> **Text under study**:

Solvothermal Synthesis of Hierarchical TiO2 Microstructures with High Crystallinity and Superior Light Scattering for High-Performance Dye-Sensitized Solar Cells.

In this article, hierarchical TiO2 microstructures (HM-TiO2) were synthesized by a simple solvothermal method adopting tetra-n-butyl titanate as the titanium source in a mixed solvent composed of N,N-dimethylformamide and acetic acid. Due to the high crystallinity and superior light-scattering ability, the resultant HM-TiO2 are advantageous as photoanodes for dye-sensitized solar cells. When assembled to the entire photovoltaic device with C101 dye as a sensitizer, the pure HM-TiO2-based solar cells showed an ultrahigh photovoltage up to 0.853 V. Finally, by employing the as-obtained HM-TiO2 as the scattering layer and optimizing the architecture of dye-sensitized solar cells, both higher photovoltage and incident photon-to-electron conversion efficiency value were harvested with respect to TiO2 nanoparticles-based dye-sensitized solar cells, resulting in a high power conversion efficiency of 9.79%. This work provides a promising strategy to develop photoanode materials with outstanding photoelectric conversion performance.

> **Stored items from a collection**:

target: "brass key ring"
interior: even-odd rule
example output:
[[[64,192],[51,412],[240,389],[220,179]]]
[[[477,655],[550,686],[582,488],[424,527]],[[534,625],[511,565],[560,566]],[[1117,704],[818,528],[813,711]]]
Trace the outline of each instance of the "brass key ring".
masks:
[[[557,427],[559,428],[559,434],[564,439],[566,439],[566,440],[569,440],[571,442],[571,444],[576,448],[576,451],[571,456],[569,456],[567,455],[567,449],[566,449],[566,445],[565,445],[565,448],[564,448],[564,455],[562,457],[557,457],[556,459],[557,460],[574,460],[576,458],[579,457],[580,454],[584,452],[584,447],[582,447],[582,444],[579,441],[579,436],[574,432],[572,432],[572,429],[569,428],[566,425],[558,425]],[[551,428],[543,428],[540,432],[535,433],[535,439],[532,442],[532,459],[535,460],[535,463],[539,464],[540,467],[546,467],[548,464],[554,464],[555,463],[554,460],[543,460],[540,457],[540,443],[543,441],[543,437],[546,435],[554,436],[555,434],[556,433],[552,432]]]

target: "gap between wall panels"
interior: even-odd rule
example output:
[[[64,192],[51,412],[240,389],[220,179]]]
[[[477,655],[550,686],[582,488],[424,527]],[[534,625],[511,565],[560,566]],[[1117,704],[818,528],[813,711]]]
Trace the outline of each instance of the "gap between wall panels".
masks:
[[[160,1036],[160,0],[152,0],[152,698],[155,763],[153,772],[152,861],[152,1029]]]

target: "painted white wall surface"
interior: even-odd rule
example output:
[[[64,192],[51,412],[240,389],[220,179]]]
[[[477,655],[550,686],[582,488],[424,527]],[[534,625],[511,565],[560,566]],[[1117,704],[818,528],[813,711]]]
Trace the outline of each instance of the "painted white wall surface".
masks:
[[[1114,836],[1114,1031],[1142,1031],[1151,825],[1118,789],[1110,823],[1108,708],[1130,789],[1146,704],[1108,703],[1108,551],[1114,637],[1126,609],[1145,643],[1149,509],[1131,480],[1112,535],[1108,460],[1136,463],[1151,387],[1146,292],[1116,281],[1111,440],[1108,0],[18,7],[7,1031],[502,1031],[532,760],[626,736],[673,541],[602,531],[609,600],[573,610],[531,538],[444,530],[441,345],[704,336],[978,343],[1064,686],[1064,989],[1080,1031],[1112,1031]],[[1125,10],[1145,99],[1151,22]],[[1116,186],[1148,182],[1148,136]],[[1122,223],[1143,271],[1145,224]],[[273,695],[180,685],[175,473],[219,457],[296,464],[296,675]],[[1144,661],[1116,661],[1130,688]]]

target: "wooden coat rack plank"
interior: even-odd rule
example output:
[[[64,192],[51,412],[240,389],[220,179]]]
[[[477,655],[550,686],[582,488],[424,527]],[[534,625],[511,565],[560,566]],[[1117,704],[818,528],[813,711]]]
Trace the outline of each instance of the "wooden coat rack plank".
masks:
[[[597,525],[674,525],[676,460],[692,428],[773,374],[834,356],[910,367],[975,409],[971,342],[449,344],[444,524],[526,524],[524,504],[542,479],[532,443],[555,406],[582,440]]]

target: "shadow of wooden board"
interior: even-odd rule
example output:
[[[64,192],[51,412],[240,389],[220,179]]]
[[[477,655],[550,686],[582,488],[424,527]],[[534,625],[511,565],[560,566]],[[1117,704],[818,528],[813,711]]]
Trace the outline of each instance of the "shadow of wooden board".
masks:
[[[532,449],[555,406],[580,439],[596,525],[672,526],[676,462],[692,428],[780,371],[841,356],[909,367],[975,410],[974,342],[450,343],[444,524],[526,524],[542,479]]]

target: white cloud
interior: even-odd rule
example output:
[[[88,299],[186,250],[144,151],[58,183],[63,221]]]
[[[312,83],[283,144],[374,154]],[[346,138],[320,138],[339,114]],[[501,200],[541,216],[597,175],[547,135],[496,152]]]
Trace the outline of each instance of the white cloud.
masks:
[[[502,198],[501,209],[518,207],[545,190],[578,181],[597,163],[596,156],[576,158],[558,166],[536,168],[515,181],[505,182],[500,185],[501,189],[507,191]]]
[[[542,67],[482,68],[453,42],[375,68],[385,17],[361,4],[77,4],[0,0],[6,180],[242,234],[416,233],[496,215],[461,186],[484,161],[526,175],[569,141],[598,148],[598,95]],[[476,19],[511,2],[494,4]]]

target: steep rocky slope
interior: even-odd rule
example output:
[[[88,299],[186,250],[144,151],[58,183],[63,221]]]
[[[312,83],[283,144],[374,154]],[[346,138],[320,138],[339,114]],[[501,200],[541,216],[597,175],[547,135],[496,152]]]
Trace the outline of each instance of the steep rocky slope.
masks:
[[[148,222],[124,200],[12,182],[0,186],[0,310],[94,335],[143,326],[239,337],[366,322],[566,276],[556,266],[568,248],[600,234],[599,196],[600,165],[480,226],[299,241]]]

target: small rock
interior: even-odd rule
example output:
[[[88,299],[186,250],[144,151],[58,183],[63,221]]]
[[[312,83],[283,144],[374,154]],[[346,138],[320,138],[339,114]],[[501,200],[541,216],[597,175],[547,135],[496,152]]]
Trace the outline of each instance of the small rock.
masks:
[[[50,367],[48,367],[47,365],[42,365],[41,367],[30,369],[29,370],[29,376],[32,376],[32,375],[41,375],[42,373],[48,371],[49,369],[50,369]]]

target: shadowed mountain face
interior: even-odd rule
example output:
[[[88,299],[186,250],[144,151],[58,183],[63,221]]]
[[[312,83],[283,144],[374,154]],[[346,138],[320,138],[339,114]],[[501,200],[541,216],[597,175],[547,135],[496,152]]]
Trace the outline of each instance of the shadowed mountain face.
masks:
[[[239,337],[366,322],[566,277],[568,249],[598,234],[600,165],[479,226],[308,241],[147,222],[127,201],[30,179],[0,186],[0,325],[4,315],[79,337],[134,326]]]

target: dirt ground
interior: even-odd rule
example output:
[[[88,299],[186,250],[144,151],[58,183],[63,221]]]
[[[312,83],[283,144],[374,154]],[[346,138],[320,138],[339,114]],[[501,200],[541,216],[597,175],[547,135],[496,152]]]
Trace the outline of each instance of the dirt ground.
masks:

> **Task A**: Update the abstract on hierarchical TiO2 microstructures from the words that have "Solvothermal Synthesis of" through "High-Performance Dye-Sensitized Solar Cells.", replacing "High-Performance" with "Efficient".
> **Task B**: Summarize the abstract on hierarchical TiO2 microstructures in two sentences.
These records were taken from a separate source.

> **Written answer A**:
Solvothermal Synthesis of Hierarchical TiO2 Microstructures with High Crystallinity and Superior Light Scattering for Efficient Dye-Sensitized Solar Cells.

> **Written answer B**: Hierarchical TiO2 microstructures were made by a simple solvothermal method from tetra-n-butyl titanate in a mixed solvent of N,N-dimethylformamide and acetic acid. Their high crystallinity and light scattering suit them as photoanodes for dye-sensitized solar cells: pure HM-TiO2 cells reached a photovoltage of up to 0.853 V, and using HM-TiO2 as the scattering layer gave a power conversion efficiency of 9.79%.